Diário do Alentejo

Creches gratuitas a partir deste mês

28 de agosto 2022 - 10:00
Gratuidade vai ao encontro das necessidades das IPSS, diz União Distrital de Instituições Particulares de Solidariedade Social de Beja
Foto | José Ferrolho/ArquivoFoto | José Ferrolho/Arquivo

As crianças nascidas depois de 1 de setembro de 2021 irão beneficiar, a partir deste mês, de creches gratuitas no setor social e solidário. Em 2023, a medida aprovada pelo Governo abrangerá também as creches particulares. A gratuitidade estará, no entanto, condicionada às vagas disponíveis.

 

O presidente da União Distrital de Instituições Particulares de Solidariedade Social de Beja considera que a medida “é extremamente positiva”, porque “vai ao encontro das necessidades que as creches vinham manifestando há já algum tempo”.

 

Texto Nélia Pedrosa 

 

Neste mês de setembro, as crianças nascidas depois de 1 de setembro de 2021 vão ter acesso a creche gratuita no setor social e solidário. Em 2023 a medida de gratuitidade passará a abranger também as creches privadas. O alargamento da comparticipação do Estado ao setor privado foi anunciado após a Associação de Creches e Pequenos Estabelecimentos de Ensino Particular ter acusado o Governo de discriminação, ao excluir o setor do acordo estabelecido com as organizações representativas do setor social e solidário.

## [PROBLEMA 1]
Na notícia sobre as creches gratuitas, em que ano é que a medida passa a abranger também as creches privadas?
## [PROBLEMA 2]
Prossiga a notícia sobre as creches gratuitas a partir da última frase apresentada.
Os dados constituem material à parte, sem relação com a notícia sobre as creches gratuitas.

[Registos de anotação por pontos]
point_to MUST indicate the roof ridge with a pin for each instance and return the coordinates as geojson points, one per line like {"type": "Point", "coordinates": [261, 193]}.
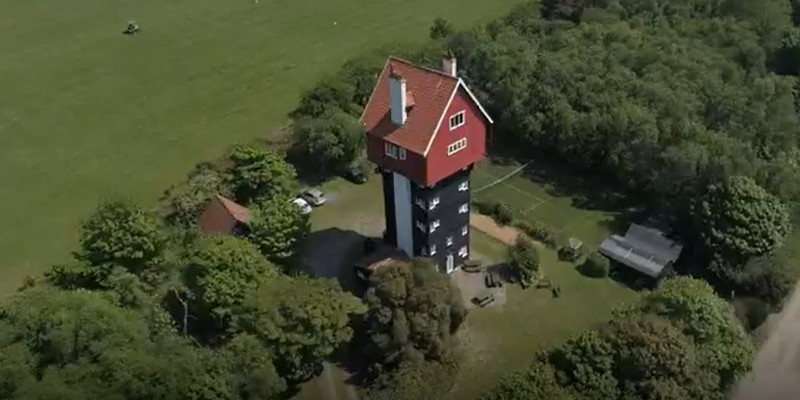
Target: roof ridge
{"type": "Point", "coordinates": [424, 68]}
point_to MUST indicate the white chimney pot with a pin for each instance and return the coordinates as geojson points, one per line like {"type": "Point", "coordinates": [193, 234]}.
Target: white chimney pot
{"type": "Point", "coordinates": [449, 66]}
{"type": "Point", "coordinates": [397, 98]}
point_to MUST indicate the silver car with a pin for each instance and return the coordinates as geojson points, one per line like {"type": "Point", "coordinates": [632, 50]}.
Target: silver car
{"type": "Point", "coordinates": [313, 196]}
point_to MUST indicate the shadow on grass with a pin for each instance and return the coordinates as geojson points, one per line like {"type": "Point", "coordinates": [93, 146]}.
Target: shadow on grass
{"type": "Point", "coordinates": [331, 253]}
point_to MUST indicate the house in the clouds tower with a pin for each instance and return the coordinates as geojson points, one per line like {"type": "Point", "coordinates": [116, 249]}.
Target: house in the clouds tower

## [RESULTADO 1]
Em 2023.

## [RESULTADO 2]
 

Segundo o Governo, a gratuitidade será implementada de forma faseada até 2024, aumentando anualmente mais um ano de creche abrangido. As crianças agora abarcadas pela gratuitidade mantêm-na durante o período que estiverem na creche.  O objetivo é chegar a 100 mil crianças no final da implementação da medida.

 

Atualmente, a Segurança Social paga 293 euros por cada criança que frequenta a creche do setor social e solidário, ficando a cargo das famílias um valor de comparticipação variável adicional. Com a implementação da gratuitidade, a Segurança Social passa a assumir também esse valor diferencial das comparticipações pagas pelas famílias, ou seja, o custo total da resposta no valor de 460 euros, esclarece o Governo. A medida estará, no entanto, condicionada às vagas disponíveis.

 

De acordo com a portaria n.º 198/2022, de 27 de julho, que regulamenta as condições específicas de concretização da gratuitidade das creches e creches familiares, integradas no sistema de cooperação, bem como das amas da Segurança Social, a medida não abrange as atividades extra projeto pedagógico, de caráter facultativo, assim como as fardas ou uniformes escolares.

 

Segundo a ministra do Trabalho, da Solidariedade e da Segurança Social, Ana Mendes Godinho, esta “é uma medida decisiva e prioritária para o País, quer no combate à pobreza infantil, promovendo a integração e igualdade de acesso de oportunidades e rompendo ciclos de pobreza, quer na promoção de uma política de apoio às famílias, em especial aos jovens que precisam de apoio e condições para permanecerem em Portugal, para se autonomizarem e constituírem família”.

 

Até agora beneficiavam de creches gratuitas as crianças de famílias pertencentes ao 1.º e 2.º escalões de rendimento. As famílias com filhos nascidos antes de 1 de setembro de 2021, e que não estão abrangidas pelos referidos escalões, continuarão a pagar o valor definido pelas instituições.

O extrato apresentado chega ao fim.